» **RECORDS PROVIDED**:
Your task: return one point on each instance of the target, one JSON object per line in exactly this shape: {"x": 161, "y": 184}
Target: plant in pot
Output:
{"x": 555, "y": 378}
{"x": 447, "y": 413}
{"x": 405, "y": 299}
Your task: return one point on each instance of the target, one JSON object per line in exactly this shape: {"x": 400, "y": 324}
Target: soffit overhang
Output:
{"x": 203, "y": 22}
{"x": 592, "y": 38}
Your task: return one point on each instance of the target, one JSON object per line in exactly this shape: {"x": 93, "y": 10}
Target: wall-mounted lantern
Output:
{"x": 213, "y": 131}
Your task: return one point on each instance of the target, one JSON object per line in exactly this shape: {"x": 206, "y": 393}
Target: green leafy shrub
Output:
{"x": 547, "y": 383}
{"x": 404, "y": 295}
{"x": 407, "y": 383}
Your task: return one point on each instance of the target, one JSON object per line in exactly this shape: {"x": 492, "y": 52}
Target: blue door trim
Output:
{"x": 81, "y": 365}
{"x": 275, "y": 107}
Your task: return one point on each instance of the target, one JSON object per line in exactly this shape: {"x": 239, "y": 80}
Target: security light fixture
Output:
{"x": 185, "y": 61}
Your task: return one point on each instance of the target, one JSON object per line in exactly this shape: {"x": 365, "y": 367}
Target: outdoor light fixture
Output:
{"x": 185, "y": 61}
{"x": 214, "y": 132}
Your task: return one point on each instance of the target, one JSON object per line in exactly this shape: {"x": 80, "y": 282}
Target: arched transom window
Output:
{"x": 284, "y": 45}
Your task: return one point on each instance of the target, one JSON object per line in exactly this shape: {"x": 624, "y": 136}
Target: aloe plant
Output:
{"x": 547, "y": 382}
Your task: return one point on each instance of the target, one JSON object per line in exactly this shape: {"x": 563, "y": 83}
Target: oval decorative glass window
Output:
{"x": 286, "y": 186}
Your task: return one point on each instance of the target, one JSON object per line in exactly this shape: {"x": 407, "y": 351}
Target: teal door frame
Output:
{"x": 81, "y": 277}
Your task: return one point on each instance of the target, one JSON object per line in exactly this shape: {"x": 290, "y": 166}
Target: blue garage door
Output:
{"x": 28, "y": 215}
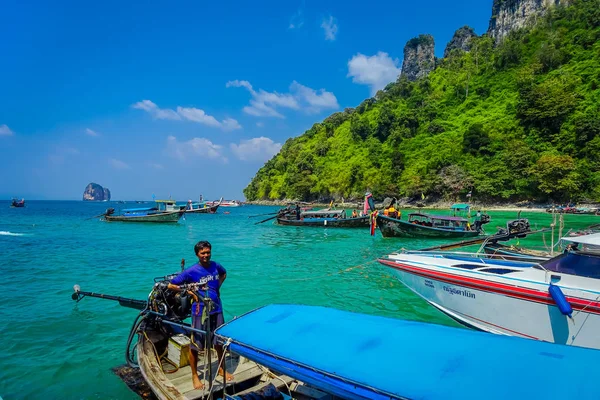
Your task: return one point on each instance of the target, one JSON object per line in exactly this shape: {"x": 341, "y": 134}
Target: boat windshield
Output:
{"x": 573, "y": 263}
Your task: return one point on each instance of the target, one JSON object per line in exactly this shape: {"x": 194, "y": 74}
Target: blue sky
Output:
{"x": 188, "y": 97}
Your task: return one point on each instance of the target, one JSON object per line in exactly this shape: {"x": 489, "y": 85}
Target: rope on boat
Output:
{"x": 212, "y": 383}
{"x": 331, "y": 274}
{"x": 272, "y": 375}
{"x": 160, "y": 358}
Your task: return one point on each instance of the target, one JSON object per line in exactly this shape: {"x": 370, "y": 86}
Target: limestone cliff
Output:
{"x": 419, "y": 57}
{"x": 95, "y": 192}
{"x": 461, "y": 40}
{"x": 508, "y": 15}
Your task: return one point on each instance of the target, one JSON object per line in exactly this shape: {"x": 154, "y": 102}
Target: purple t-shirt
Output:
{"x": 208, "y": 276}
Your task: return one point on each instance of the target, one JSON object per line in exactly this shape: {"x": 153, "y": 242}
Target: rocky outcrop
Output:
{"x": 461, "y": 40}
{"x": 508, "y": 15}
{"x": 419, "y": 57}
{"x": 95, "y": 192}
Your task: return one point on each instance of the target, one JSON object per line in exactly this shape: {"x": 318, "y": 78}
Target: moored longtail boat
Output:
{"x": 556, "y": 300}
{"x": 17, "y": 203}
{"x": 426, "y": 225}
{"x": 345, "y": 355}
{"x": 325, "y": 217}
{"x": 164, "y": 211}
{"x": 201, "y": 207}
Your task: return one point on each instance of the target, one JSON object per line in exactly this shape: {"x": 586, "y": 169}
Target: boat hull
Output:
{"x": 359, "y": 222}
{"x": 171, "y": 216}
{"x": 509, "y": 253}
{"x": 527, "y": 312}
{"x": 391, "y": 227}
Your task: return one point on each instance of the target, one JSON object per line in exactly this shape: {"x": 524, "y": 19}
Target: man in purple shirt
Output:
{"x": 210, "y": 275}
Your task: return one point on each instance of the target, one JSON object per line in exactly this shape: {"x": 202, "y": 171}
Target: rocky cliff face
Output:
{"x": 419, "y": 57}
{"x": 461, "y": 40}
{"x": 95, "y": 192}
{"x": 508, "y": 15}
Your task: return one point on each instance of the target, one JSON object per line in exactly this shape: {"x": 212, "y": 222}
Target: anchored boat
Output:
{"x": 17, "y": 203}
{"x": 201, "y": 207}
{"x": 427, "y": 225}
{"x": 309, "y": 352}
{"x": 556, "y": 300}
{"x": 164, "y": 211}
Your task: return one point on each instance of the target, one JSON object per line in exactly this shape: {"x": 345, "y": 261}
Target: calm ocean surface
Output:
{"x": 55, "y": 348}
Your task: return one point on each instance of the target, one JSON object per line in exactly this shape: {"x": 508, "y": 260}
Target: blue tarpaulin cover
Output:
{"x": 360, "y": 356}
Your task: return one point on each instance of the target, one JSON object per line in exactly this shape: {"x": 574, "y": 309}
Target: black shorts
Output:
{"x": 198, "y": 339}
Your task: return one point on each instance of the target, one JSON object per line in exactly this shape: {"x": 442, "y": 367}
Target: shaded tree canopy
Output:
{"x": 513, "y": 121}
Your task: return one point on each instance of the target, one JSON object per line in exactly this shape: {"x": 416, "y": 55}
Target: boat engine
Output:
{"x": 485, "y": 219}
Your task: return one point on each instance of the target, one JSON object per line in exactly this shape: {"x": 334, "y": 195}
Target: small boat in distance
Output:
{"x": 225, "y": 203}
{"x": 16, "y": 203}
{"x": 164, "y": 211}
{"x": 556, "y": 300}
{"x": 428, "y": 226}
{"x": 334, "y": 360}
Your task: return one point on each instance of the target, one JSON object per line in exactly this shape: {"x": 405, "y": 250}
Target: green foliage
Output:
{"x": 519, "y": 120}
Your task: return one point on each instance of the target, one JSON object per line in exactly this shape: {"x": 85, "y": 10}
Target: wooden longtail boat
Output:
{"x": 426, "y": 225}
{"x": 336, "y": 357}
{"x": 164, "y": 211}
{"x": 15, "y": 203}
{"x": 201, "y": 207}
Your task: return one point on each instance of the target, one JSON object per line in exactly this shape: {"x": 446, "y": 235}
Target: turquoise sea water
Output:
{"x": 54, "y": 348}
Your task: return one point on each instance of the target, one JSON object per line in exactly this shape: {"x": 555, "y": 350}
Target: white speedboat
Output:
{"x": 555, "y": 300}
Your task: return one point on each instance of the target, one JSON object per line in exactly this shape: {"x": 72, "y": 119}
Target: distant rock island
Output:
{"x": 95, "y": 192}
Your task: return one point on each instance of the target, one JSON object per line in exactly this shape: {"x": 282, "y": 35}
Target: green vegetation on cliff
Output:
{"x": 520, "y": 120}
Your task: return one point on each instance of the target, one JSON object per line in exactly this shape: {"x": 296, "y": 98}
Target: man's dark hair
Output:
{"x": 203, "y": 244}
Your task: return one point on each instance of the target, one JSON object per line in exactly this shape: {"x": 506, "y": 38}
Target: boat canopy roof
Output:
{"x": 460, "y": 206}
{"x": 441, "y": 217}
{"x": 592, "y": 239}
{"x": 355, "y": 356}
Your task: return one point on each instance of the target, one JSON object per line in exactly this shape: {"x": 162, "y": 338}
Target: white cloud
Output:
{"x": 230, "y": 124}
{"x": 264, "y": 104}
{"x": 61, "y": 153}
{"x": 187, "y": 113}
{"x": 5, "y": 131}
{"x": 156, "y": 112}
{"x": 118, "y": 164}
{"x": 297, "y": 19}
{"x": 330, "y": 27}
{"x": 316, "y": 100}
{"x": 376, "y": 71}
{"x": 193, "y": 148}
{"x": 257, "y": 149}
{"x": 90, "y": 132}
{"x": 197, "y": 115}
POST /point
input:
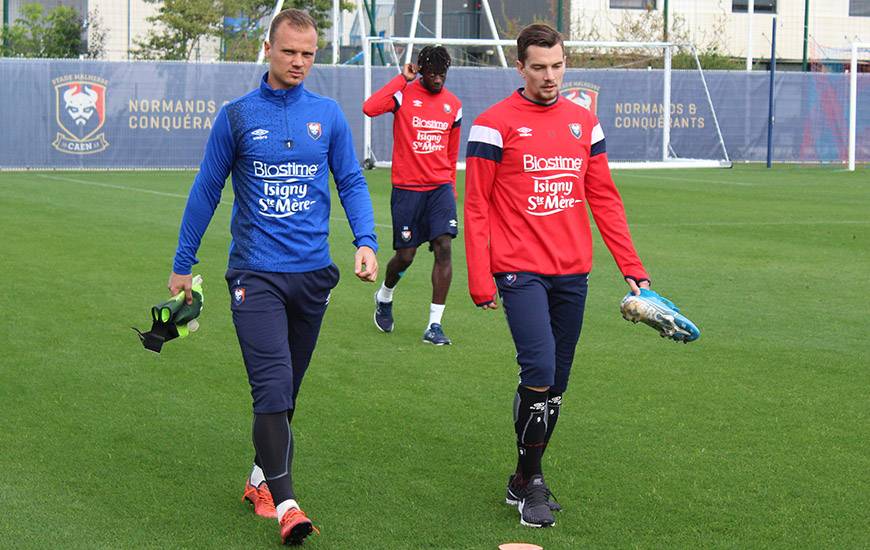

» **GOAL OF THE EXERCISE**: Wherever a line of the records above contains the string "canopy", copy that line out.

» **FINISHED EXERCISE**:
Target: shaded tree canopy
Target: boat canopy roof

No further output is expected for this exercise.